▸ **Task instructions**: Transcribe only the part of the listing below that begins at the line containing "Task: set a pin on each instance of the group" and runs to its final line, keeping both ends.
_____
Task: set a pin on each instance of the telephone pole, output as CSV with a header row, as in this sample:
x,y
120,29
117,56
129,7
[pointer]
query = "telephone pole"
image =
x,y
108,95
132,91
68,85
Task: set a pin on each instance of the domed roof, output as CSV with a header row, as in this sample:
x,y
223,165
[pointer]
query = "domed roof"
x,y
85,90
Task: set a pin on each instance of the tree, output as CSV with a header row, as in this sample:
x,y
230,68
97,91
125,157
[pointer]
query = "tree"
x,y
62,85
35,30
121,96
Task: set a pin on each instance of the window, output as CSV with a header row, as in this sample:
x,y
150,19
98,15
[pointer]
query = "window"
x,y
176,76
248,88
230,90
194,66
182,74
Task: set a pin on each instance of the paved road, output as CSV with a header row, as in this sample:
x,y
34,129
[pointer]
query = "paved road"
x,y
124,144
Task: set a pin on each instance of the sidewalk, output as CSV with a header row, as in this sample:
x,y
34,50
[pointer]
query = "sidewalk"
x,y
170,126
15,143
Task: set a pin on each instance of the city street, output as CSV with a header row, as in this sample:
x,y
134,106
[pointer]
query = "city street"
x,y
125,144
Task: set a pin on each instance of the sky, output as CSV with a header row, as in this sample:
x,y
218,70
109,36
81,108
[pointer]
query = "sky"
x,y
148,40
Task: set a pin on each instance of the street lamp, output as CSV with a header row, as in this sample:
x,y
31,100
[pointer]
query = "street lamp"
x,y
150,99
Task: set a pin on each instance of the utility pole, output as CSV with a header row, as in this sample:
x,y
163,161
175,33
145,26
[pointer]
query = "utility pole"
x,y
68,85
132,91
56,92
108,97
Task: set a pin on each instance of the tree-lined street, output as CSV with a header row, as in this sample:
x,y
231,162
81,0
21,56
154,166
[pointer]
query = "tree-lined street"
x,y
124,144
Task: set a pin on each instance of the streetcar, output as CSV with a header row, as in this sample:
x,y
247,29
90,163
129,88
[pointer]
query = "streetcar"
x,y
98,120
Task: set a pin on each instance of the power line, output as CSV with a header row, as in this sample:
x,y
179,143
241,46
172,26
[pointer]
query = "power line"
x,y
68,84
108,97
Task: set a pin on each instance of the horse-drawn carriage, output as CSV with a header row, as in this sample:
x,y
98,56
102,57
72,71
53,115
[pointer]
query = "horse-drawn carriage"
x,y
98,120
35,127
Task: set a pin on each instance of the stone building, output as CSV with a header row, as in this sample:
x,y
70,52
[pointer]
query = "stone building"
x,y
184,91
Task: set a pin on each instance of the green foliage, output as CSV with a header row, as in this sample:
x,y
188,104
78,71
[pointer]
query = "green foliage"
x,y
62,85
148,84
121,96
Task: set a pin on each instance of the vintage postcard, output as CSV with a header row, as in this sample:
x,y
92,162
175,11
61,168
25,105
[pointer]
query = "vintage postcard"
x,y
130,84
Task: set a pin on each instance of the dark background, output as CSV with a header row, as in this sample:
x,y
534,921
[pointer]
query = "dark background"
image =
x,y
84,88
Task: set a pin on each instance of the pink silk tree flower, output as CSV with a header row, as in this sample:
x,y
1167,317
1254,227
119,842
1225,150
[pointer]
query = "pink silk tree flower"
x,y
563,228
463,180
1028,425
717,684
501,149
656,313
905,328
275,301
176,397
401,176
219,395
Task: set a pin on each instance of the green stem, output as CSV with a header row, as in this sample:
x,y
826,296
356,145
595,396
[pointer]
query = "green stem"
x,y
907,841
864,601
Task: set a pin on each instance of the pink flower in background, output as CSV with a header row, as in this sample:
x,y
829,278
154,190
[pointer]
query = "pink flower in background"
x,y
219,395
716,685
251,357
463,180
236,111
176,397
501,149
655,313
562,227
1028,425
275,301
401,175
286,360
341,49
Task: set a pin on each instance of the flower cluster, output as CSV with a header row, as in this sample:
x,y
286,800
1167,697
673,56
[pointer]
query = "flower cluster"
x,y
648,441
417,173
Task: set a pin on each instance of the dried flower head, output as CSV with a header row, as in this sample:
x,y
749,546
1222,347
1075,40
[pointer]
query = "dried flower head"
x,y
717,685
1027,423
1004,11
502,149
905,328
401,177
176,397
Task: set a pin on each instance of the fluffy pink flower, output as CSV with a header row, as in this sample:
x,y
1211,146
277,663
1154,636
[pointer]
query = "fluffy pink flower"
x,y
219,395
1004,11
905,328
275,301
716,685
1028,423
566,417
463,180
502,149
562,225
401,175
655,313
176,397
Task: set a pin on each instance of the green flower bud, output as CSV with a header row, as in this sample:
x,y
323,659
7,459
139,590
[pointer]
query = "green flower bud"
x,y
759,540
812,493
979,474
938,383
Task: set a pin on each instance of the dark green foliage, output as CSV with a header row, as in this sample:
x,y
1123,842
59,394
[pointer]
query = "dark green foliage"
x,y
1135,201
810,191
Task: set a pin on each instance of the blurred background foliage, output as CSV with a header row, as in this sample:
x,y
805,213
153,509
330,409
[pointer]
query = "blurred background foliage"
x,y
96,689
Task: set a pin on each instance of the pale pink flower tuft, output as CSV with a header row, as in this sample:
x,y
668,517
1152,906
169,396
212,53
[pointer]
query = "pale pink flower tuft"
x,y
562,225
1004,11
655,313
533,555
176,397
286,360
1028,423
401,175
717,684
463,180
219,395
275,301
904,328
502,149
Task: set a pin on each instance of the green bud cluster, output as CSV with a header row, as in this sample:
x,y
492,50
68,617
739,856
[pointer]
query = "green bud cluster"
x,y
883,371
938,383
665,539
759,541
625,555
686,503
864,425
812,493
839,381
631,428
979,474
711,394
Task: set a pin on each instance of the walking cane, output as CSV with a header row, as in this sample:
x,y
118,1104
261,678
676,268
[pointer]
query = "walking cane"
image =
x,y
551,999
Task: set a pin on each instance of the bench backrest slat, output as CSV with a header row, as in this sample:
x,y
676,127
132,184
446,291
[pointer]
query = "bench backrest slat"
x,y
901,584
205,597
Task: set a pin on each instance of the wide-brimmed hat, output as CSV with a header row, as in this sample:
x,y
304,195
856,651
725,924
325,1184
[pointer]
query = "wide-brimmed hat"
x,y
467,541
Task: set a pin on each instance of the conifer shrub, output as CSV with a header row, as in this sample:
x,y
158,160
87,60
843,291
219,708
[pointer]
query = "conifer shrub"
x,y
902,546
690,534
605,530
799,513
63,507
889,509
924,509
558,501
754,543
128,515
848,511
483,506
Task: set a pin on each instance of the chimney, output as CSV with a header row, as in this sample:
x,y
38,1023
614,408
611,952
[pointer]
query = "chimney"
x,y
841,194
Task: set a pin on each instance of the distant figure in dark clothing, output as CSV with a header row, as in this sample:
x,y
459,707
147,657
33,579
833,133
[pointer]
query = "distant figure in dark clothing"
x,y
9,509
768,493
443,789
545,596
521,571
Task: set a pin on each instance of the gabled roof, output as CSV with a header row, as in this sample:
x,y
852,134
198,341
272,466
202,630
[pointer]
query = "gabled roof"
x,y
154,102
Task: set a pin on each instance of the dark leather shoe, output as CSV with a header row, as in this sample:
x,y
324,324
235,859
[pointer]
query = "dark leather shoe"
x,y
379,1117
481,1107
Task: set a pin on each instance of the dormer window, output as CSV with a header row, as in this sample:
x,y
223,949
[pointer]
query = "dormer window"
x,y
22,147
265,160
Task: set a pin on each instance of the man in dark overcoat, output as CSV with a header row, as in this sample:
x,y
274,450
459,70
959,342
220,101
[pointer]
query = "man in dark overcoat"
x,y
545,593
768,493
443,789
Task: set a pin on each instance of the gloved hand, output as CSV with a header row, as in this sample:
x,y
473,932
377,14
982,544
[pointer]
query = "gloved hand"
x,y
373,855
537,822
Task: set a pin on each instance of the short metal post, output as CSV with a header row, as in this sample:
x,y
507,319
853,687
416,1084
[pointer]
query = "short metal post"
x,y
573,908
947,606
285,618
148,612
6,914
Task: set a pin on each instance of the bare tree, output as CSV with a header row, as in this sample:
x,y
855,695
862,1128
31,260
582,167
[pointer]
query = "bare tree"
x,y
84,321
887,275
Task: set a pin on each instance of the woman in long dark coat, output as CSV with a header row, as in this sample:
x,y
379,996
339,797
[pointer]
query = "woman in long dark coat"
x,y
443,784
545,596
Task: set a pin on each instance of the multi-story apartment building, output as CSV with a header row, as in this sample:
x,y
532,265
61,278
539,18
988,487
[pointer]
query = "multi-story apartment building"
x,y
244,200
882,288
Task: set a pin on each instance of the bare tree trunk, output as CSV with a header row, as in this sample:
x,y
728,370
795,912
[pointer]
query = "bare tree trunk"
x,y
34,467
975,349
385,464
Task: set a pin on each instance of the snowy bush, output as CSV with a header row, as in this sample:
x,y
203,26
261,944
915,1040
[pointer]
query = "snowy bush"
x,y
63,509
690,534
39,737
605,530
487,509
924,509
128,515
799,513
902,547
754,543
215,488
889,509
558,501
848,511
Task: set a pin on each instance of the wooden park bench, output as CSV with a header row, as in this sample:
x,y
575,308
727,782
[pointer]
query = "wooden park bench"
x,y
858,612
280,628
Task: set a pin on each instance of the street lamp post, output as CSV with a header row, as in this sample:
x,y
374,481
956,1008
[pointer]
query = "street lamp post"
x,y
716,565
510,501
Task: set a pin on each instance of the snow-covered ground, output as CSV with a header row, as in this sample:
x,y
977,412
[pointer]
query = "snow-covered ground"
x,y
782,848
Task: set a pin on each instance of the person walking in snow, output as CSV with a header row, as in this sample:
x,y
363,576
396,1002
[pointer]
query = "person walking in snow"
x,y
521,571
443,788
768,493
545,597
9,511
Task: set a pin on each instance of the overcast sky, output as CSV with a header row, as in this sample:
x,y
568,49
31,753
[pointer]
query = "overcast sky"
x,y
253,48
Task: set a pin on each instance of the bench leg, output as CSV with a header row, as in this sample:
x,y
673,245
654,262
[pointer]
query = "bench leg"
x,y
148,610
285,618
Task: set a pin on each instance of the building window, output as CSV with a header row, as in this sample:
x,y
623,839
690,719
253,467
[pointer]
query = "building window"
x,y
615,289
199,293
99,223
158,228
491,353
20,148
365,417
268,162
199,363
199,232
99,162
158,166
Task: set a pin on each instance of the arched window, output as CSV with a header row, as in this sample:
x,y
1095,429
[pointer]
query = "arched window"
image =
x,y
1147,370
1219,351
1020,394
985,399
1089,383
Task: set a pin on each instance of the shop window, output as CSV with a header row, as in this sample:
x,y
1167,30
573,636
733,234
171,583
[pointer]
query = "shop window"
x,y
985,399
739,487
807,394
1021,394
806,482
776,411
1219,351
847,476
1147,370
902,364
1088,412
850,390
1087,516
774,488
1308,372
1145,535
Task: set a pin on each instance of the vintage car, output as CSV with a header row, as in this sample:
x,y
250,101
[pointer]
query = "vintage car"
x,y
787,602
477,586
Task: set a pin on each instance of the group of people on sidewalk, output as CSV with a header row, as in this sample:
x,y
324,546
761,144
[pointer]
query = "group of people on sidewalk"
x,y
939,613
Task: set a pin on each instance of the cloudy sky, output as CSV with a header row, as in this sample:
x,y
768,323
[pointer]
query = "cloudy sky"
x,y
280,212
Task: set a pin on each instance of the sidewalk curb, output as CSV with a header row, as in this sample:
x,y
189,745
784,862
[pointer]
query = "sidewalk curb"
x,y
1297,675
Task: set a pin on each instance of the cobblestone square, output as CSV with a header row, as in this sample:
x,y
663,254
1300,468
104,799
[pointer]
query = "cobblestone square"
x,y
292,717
_____
▸ **Expected output**:
Task: set a pin on each instance of the group of people on sidewalk, output as CSV with a header row, as in this sample:
x,y
324,546
761,144
[pointer]
query = "group of people on sidewalk"
x,y
939,613
Task: set a pin on each instance of the cloudy sky, output as CSV with a header row, as in this sample:
x,y
768,323
[pointer]
query = "cloudy sky"
x,y
280,212
Task: set a pin on each instance of the sidewalk curb, output as CSV with a header row, as in this sample:
x,y
189,745
784,862
[pointer]
query = "sidewalk curb"
x,y
1297,675
Task: set a pin on each instance of the cobblestone square, output as CSV with a header row, as in this sample:
x,y
663,254
1300,468
104,799
[pointer]
query = "cobblestone square"
x,y
292,717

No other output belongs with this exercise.